* start *
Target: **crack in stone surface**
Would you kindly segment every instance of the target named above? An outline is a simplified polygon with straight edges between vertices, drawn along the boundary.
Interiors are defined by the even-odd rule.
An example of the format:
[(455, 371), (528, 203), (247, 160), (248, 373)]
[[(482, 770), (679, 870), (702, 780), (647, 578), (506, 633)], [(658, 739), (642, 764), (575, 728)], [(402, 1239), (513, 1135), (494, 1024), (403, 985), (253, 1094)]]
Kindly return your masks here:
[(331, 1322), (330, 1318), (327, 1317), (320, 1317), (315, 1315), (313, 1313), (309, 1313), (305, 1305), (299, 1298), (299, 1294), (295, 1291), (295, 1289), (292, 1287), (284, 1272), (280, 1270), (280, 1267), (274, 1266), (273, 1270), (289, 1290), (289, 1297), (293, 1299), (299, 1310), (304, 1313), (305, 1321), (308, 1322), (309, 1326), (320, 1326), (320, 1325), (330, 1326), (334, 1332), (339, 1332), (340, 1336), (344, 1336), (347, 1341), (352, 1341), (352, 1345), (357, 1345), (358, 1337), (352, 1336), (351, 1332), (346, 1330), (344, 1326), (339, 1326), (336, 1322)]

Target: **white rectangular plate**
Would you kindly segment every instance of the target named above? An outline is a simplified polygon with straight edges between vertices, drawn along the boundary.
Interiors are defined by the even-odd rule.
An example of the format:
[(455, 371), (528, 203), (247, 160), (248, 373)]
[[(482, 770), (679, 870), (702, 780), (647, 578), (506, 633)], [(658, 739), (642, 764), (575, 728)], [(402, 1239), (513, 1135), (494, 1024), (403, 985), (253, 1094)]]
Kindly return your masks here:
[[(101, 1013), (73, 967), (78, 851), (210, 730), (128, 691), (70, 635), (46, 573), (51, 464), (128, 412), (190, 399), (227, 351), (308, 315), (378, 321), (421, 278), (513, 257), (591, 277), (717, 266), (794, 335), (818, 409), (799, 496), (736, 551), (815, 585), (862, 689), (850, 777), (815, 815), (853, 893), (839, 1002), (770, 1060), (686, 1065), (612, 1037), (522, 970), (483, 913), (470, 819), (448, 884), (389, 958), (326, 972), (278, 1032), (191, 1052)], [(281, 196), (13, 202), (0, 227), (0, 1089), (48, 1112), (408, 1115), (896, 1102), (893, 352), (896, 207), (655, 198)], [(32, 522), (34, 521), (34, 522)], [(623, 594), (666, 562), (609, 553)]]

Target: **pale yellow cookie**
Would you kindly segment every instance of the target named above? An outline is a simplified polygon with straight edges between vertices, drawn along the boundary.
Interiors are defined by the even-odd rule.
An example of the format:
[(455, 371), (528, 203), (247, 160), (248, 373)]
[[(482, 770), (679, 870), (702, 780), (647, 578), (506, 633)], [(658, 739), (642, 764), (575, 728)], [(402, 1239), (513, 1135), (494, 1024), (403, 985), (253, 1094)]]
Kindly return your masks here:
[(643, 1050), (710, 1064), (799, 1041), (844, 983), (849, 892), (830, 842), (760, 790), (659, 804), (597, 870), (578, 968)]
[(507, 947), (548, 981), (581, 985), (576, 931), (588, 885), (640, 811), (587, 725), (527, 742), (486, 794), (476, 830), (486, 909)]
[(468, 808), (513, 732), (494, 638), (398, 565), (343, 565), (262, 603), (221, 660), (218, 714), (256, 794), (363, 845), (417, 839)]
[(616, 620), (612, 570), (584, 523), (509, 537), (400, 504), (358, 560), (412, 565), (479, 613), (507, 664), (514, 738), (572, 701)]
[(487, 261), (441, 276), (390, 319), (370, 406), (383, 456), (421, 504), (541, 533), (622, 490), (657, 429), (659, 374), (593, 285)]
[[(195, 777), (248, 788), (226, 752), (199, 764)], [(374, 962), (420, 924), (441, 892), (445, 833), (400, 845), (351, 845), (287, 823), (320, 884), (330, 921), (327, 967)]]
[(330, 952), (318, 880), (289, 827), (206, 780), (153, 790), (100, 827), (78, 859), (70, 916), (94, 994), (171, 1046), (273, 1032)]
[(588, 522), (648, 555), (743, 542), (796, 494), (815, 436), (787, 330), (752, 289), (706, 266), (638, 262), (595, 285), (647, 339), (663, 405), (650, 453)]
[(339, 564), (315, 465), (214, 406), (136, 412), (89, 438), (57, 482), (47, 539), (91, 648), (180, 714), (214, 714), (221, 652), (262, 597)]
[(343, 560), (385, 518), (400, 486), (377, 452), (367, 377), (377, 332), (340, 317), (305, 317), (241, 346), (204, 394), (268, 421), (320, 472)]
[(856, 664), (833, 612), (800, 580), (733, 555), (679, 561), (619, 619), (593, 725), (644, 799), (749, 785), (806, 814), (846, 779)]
* end *
JOB —
Recast the lines of all three entries above as a JSON list of strings, with one string for each line and blank lines omitted.

SOLUTION TO THIS EXERCISE —
[
  "Target: **crack in stone surface**",
  "Would you kindly segment every instance of the target named above? An outline is a simplified polygon with straight edges between vertices, drawn along the boundary.",
  "Interiors are defined by the even-odd rule.",
  "An example of the format:",
  "[(455, 371), (528, 203), (247, 160), (248, 373)]",
  "[[(482, 770), (679, 870), (702, 780), (647, 578), (506, 633)], [(658, 739), (642, 764), (575, 728)], [(402, 1239), (513, 1135), (494, 1024), (403, 985), (253, 1094)]]",
  "Kindly return your masks here:",
  "[(331, 1322), (330, 1318), (327, 1317), (320, 1317), (315, 1315), (313, 1313), (309, 1313), (305, 1305), (299, 1298), (299, 1294), (295, 1291), (295, 1289), (292, 1287), (284, 1272), (280, 1270), (280, 1267), (274, 1266), (273, 1270), (289, 1290), (289, 1297), (293, 1299), (299, 1310), (304, 1313), (305, 1321), (308, 1322), (309, 1326), (320, 1326), (320, 1325), (330, 1326), (334, 1332), (339, 1332), (340, 1336), (344, 1336), (347, 1341), (352, 1341), (352, 1345), (357, 1345), (358, 1337), (352, 1336), (351, 1332), (346, 1330), (344, 1326), (339, 1326), (336, 1322)]",
  "Target: **white rectangular plate**",
  "Would you kindly segment every instance of the target named above? An outline is a simplified polygon with straight edges between vertices, drawn along the boundary.",
  "Interiors are defined by the even-odd rule.",
  "An example of the format:",
  "[(455, 371), (528, 203), (247, 160), (248, 373)]",
  "[[(482, 770), (679, 870), (702, 780), (647, 578), (506, 633)], [(658, 739), (642, 764), (575, 728)], [(402, 1239), (513, 1135), (494, 1024), (403, 985), (253, 1094)]]",
  "Kindly return your masks here:",
  "[[(101, 1013), (73, 967), (78, 851), (210, 730), (128, 691), (70, 635), (46, 573), (51, 464), (128, 412), (190, 399), (227, 351), (308, 315), (378, 321), (421, 278), (513, 257), (591, 277), (717, 266), (794, 335), (818, 409), (799, 496), (736, 551), (815, 585), (862, 689), (850, 777), (815, 815), (853, 893), (839, 1002), (770, 1060), (686, 1065), (612, 1037), (522, 970), (483, 913), (470, 819), (448, 884), (389, 958), (326, 972), (278, 1032), (191, 1052)], [(281, 196), (13, 202), (0, 227), (0, 1089), (48, 1112), (408, 1115), (896, 1102), (893, 352), (896, 207), (655, 198)], [(32, 522), (34, 521), (34, 522)], [(623, 594), (666, 562), (609, 553)]]",
  "Target: **pale yellow cookie**",
  "Would you kindly segment every instance of the target named above? An outline is a simplified polygon with straight edges between vertices, drawn along the boundary.",
  "Interiors are defined by the even-odd rule.",
  "An example of the format:",
  "[(455, 371), (528, 203), (247, 160), (248, 373)]",
  "[[(482, 770), (679, 870), (702, 780), (647, 578), (506, 633)], [(658, 739), (642, 764), (575, 728)], [(402, 1239), (513, 1135), (494, 1024), (403, 985), (253, 1094)]]",
  "Kindly return your masks here:",
  "[(643, 1050), (710, 1064), (799, 1041), (844, 983), (849, 892), (830, 842), (760, 790), (659, 804), (597, 870), (578, 968)]",
  "[(507, 947), (548, 981), (581, 985), (576, 931), (588, 885), (640, 811), (587, 725), (527, 742), (486, 794), (476, 830), (486, 909)]",
  "[(468, 808), (513, 732), (494, 638), (398, 565), (343, 565), (262, 603), (221, 660), (218, 714), (256, 794), (363, 845), (417, 839)]",
  "[(616, 620), (612, 570), (584, 523), (509, 537), (400, 504), (358, 560), (412, 565), (479, 613), (507, 664), (514, 738), (572, 701)]",
  "[(487, 261), (441, 276), (390, 319), (370, 406), (383, 456), (421, 504), (541, 533), (622, 490), (657, 429), (659, 374), (593, 285)]",
  "[[(195, 777), (248, 788), (226, 752), (199, 764)], [(374, 962), (420, 924), (441, 892), (445, 833), (400, 845), (351, 845), (287, 823), (320, 884), (330, 921), (327, 967)]]",
  "[(330, 952), (318, 880), (289, 827), (206, 780), (153, 790), (100, 827), (78, 859), (70, 916), (94, 994), (171, 1046), (273, 1032)]",
  "[(588, 522), (648, 555), (743, 542), (796, 494), (815, 436), (787, 330), (752, 289), (706, 266), (638, 262), (595, 285), (647, 339), (663, 405), (650, 453)]",
  "[(339, 564), (315, 465), (214, 406), (136, 412), (89, 438), (57, 482), (47, 539), (91, 648), (180, 714), (214, 714), (221, 652), (262, 597)]",
  "[(343, 560), (385, 518), (400, 486), (377, 452), (367, 377), (377, 332), (340, 317), (305, 317), (241, 346), (204, 394), (268, 421), (320, 472)]",
  "[(856, 664), (833, 612), (800, 580), (733, 555), (679, 561), (619, 619), (593, 725), (644, 799), (749, 785), (806, 814), (846, 779)]"
]